Page text:
· · · · · · ·

The functional overlap between causal genes and their paralogs suggests that causal genes in our dataset would have a lower tendency to be essential, relative to singleton genes. This was recently shown for human genes with paralogs in general [16]. We repeated the same test for the causal genes in our dataset (Fig 2E). Indeed, causal genes were significantly less essential than singleton genes (Kolmogorov-Smirnov test, p = 0.02), in agreement with the presence of a functionally redundant paralog.
Imbalanced expression of causal genes and paralogs occurs preferentially in the disease tissue
According to the imbalance hypothesis, the relative levels of a causal gene and its paralog are comparable across tissues, except for the disease tissue, where we expect to find a shift in balance (Fig 1). To test this hypothesis, we computed the ratio between the expression levels of causal genes and their paralogs across the different tissues (see Methods). We then compared the ratios obtained in disease tissues to the ratios obtained in other tissues (Fig 3A, left). The ratios in the disease tissue were significantly higher than the median ratios in unaffected tissues, in accordance with the imbalance hypothesis (Mann-Whitney, p<10−15). A similar shift in balance was evident upon considering only causal genes with a single paralog (Fig 3A, middle, p = 0.0058). In case a causal gene has multiple paralogs, paralogs might have distinct compensatory behaviors or a cumulative effect. Thus, for causal genes with multiple paralogs, we additionally tested whether imbalance was still observable upon combining all the paralogs of each causal gene (see Methods). Indeed, these ratios too were significantly higher in the disease tissue relative to unaffected tissues (Fig 3A, right, p = 0.0012).
We further tested the generality of the imbalance by dividing causal genes according to their disease tissues and repeating this test. Notably, the ratios obtained for pairs in their respective disease tissue were higher than the ratios obtained for the same pairs in the six unaffected tissues, for all disease tissues except testis and thyroid, which included a single causal gene (Fig 3B–3E and S2 Fig). We extended this test to include all tissues. Upon comparing the ratios for CGP pairs in their disease tissue to their ratios in all other tissues, we find that with the exception of testis and thyroid, the highest ratios were obtained consistently in the disease tissue and its closely related tissues, such as different regions of the heart, skin that is sun-exposed and unexposed, and closely related brain regions (Fig 3F and S3 Fig). Thus, imbalanced expression of causal genes and their paralogs is prevailing among hereditary diseases.
Down-regulation of paralogs can contribute to expression imbalance
Our next goal was to analyze quantitatively the causes for the shift in balance observed for causal genes and their paralogs in their respective disease tissues. In general, their balance could be shifted due to up-regulation of the causal gene or down-regulation of its paralog in the disease tissue relative to other tissues, or both, as shown schematically in Fig 4A. The CGP pair CAV1, CAV3 presented in Fig 1B demonstrates the first scenario, while the CGP pair VRK1, VRK2 presented in Fig 1C demonstrates the second scenario. To distinguish between these scenarios and to quantify their frequency in our dataset, we used differential expression analysis. We focused on the 36 tissues for which five or more samples were available. For each disease tissue, we calculated the differential expression of genes in this tissue relative to all other tissues. This allowed us to identify rigorously genes that were up-regulated or down-regulated significantly in the respective disease tissue (2-fold change and p<0.01, see Methods). We then analyzed the frequency of the different scenarios among our CGP pairs (Fig 4B).

· · · · · · ·

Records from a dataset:
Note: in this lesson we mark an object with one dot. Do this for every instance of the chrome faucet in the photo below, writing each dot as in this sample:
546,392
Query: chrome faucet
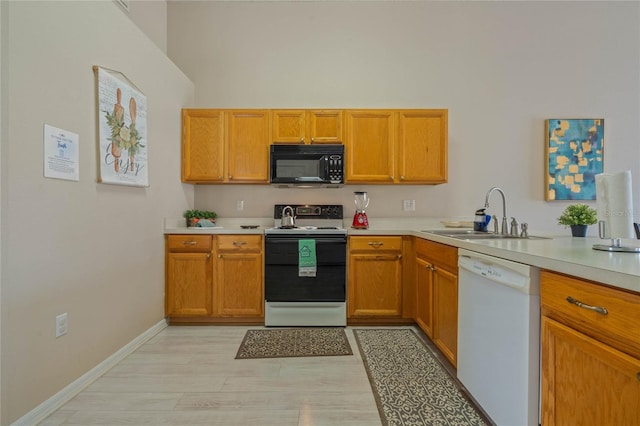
503,231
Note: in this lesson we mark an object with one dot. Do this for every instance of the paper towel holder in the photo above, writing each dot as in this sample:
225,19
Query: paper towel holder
616,243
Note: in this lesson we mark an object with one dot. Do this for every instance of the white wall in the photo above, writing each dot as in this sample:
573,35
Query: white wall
92,250
501,68
151,18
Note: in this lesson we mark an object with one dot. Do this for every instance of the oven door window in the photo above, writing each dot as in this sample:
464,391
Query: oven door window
282,283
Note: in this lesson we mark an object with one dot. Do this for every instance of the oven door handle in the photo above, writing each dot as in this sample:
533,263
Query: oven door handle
295,239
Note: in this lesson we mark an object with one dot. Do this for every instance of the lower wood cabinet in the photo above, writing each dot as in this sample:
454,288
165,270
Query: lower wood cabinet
374,277
590,353
188,276
214,278
437,295
239,271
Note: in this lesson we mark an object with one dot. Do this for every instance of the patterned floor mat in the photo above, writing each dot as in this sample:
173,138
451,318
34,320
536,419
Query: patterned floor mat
410,385
294,342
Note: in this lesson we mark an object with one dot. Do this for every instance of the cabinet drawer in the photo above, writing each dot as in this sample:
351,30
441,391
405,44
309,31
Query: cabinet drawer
236,243
189,242
375,243
619,327
442,254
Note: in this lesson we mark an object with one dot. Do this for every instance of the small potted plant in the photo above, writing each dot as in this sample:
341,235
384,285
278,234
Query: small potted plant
194,216
578,217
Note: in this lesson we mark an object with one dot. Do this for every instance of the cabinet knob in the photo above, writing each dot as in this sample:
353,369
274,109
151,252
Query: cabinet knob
578,303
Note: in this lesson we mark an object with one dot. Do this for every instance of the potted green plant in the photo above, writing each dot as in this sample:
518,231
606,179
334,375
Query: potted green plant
194,216
578,217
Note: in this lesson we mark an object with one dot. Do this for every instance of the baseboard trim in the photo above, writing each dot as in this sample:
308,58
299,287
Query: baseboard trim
47,408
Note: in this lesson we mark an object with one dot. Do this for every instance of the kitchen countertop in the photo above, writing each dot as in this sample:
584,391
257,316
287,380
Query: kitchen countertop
561,253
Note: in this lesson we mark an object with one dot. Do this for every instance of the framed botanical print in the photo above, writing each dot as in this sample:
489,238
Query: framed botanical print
122,130
574,156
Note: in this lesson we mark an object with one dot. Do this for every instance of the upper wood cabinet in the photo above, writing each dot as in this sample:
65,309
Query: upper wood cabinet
248,146
422,146
381,146
225,146
299,126
396,146
370,146
203,145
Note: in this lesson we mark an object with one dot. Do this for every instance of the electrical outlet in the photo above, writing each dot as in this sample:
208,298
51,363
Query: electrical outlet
61,325
409,205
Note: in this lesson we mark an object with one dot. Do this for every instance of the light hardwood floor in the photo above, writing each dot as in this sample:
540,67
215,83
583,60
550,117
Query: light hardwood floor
188,376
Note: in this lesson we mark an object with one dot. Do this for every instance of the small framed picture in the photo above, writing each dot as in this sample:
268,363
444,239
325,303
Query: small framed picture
574,156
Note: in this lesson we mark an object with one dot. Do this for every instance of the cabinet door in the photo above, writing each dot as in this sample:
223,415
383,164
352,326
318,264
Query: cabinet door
375,285
324,126
585,382
189,286
248,146
288,126
422,146
445,322
202,145
424,296
369,146
239,288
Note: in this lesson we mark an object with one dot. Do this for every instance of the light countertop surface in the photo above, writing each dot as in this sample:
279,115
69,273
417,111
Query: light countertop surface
561,252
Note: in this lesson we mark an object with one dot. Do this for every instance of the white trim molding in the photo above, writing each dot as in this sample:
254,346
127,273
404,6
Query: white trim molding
49,406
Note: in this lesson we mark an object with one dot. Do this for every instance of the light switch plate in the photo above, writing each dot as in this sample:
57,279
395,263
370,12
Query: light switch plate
409,205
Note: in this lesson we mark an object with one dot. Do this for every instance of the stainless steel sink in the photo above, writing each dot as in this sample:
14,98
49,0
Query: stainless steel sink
469,234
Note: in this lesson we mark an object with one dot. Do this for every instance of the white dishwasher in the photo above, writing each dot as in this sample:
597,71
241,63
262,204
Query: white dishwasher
499,336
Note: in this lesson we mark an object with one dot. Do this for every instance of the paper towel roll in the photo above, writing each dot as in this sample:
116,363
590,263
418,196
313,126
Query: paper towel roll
615,204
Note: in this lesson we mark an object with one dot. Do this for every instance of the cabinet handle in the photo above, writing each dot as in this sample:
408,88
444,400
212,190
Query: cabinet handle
597,309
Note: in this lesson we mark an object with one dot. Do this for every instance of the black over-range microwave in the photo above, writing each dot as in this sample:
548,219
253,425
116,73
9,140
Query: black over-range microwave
307,165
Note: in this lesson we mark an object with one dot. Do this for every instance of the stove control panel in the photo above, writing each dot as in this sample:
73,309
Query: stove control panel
311,211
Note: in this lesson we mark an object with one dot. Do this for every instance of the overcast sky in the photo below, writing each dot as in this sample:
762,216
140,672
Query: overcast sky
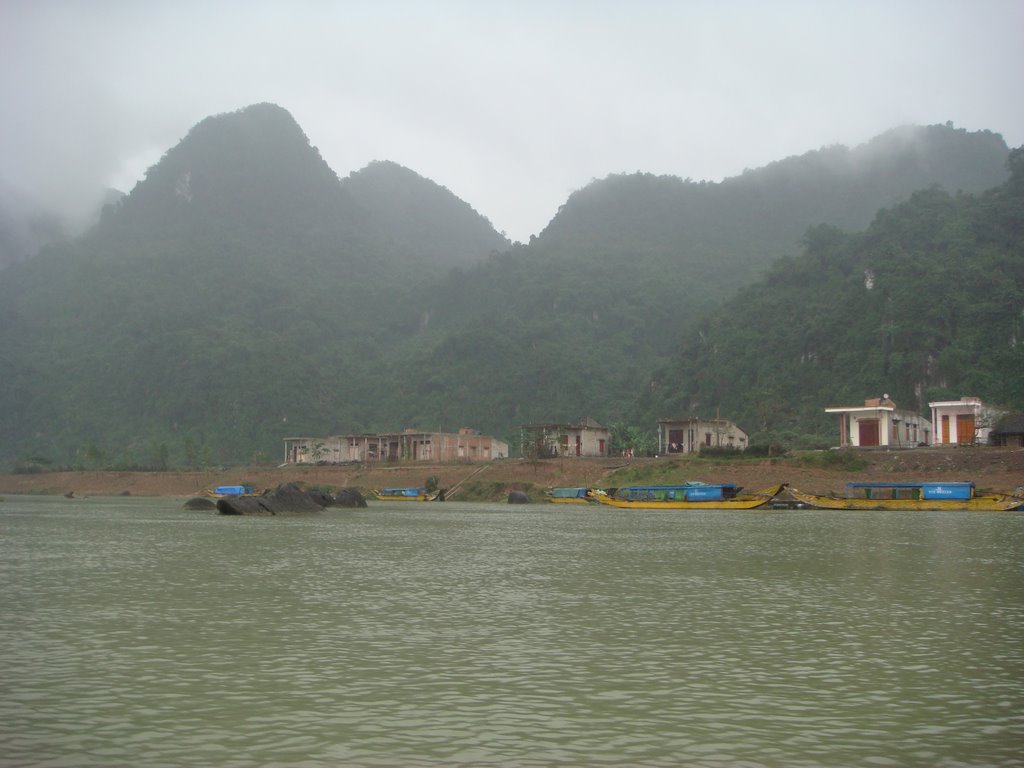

· · · · · · ·

Work request 1:
Answer these questions from the passage on causal genes and their paralogs:
(a) Which statistical test showed that causal genes were significantly less essential than singleton genes?
(b) Which two disease tissues were the exception when ratios in the disease tissue were compared with the six unaffected tissues?
(c) How many tissues were included in the differential expression analysis, and what qualified them?
Work request 2: Write the next part of the passage on causal genes and their paralogs, picking up after its final sentence.
The data have no connection to the passage on causal genes and their paralogs.

Answer area 1:
(a) The Kolmogorov-Smirnov test (p = 0.02).
(b) Testis and thyroid.
(c) 36 tissues, each of which had five or more samples available.

Answer area 2:
The most common scenario was the up-regulation of the causal gene, which we observed in 52% of the CGP pairs. In additional 15% of the pairs, this was combined with down-regulation of the paralog. Notably, in another 9% of the pairs the paralog alone was significantly down-regulated. To test the generality of these trends, we repeated this analysis for several partitions of the causal genes. We observed the same trends upon analyzing separately genes that share the same disease tissue (e.g., Fig 4C and S4 Fig). The different scenarios were evident also when analyzing causal genes with a single paralog (Fig 4D, left). Specifically, 36% of the causal genes were up-regulated, including 7% where the paralog was down-regulated. In additional 20% of the genes, only the paralog was down-regulated (Fig 4E). We further tested whether these scenarios occurred preferentially in the disease tissue by carrying randomization tests (see Methods). We found that each scenario was significantly more frequent in the disease tissue than in unaffected tissues. This included up-regulation of the casual gene (p<10−3), down-regulation of the paralog (p<10−3), or both (p<0.05). We repeated this analysis for genes with multiple paralogs by combining CGP pairs of the same causal gene (see Methods, Fig 4D, right). The frequency of each scenario in the combined dataset including all genes was significantly larger than expected by chance (Fig 4F). This suggests that imbalance in general, and specifically imbalance due to paralog down-regulation, occurs preferentially in the disease tissue.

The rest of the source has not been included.